*WHAT IS ASKED*
Begin at the line that has "Exercise. Pick out the shoreline" and continue through the last of the records below. Rewrite only those lines in full, requests included, and increase every x and y coordinate by 59.

--- Start of DATA ROWS ---

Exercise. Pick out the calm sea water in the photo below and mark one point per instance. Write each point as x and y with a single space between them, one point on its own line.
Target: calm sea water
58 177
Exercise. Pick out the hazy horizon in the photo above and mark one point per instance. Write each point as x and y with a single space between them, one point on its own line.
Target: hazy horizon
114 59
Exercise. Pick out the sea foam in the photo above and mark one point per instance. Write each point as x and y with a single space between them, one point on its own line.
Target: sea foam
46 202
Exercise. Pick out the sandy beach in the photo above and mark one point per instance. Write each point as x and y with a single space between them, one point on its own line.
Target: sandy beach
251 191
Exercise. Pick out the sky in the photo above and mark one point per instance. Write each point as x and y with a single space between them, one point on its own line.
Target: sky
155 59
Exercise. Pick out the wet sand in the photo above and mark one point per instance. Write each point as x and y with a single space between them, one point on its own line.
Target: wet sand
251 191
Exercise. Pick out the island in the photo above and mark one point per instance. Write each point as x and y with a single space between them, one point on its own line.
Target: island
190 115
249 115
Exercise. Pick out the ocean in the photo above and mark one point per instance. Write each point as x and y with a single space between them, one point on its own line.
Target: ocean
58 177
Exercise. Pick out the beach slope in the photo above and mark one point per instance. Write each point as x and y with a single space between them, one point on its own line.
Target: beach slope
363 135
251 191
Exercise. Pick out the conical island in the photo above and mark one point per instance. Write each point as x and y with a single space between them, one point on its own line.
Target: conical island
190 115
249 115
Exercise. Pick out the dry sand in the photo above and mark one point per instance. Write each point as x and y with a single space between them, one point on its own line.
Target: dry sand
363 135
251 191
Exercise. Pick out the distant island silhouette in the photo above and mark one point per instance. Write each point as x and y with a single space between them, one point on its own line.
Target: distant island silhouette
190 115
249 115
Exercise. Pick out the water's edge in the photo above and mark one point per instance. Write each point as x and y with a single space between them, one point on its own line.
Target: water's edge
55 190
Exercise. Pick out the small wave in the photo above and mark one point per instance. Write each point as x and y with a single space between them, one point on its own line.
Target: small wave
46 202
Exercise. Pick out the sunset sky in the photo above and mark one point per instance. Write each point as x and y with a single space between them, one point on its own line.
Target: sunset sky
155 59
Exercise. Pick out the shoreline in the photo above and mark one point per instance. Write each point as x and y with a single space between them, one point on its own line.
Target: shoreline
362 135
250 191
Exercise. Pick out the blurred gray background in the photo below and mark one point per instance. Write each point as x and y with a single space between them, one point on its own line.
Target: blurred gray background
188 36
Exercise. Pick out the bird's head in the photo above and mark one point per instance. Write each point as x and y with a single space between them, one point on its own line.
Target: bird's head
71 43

--- End of DATA ROWS ---

*REPLY*
Exercise. Pick out the shoreline in the photo above and mark one point per instance. Write each point as x and y with a single space between them, one point on its own line.
Target: shoreline
421 194
309 250
Exercise. Pick out the blurred gray background in the photo below and mark one point per instance. Write each point as x and y with a single space between them, one point on its own line.
Target: blurred gray background
247 95
Exercise. Pick out the bird's head in the photo above and mark one point per instance. Write each point as x and y with a single space between them, one point on its own line.
Target: bird's head
130 102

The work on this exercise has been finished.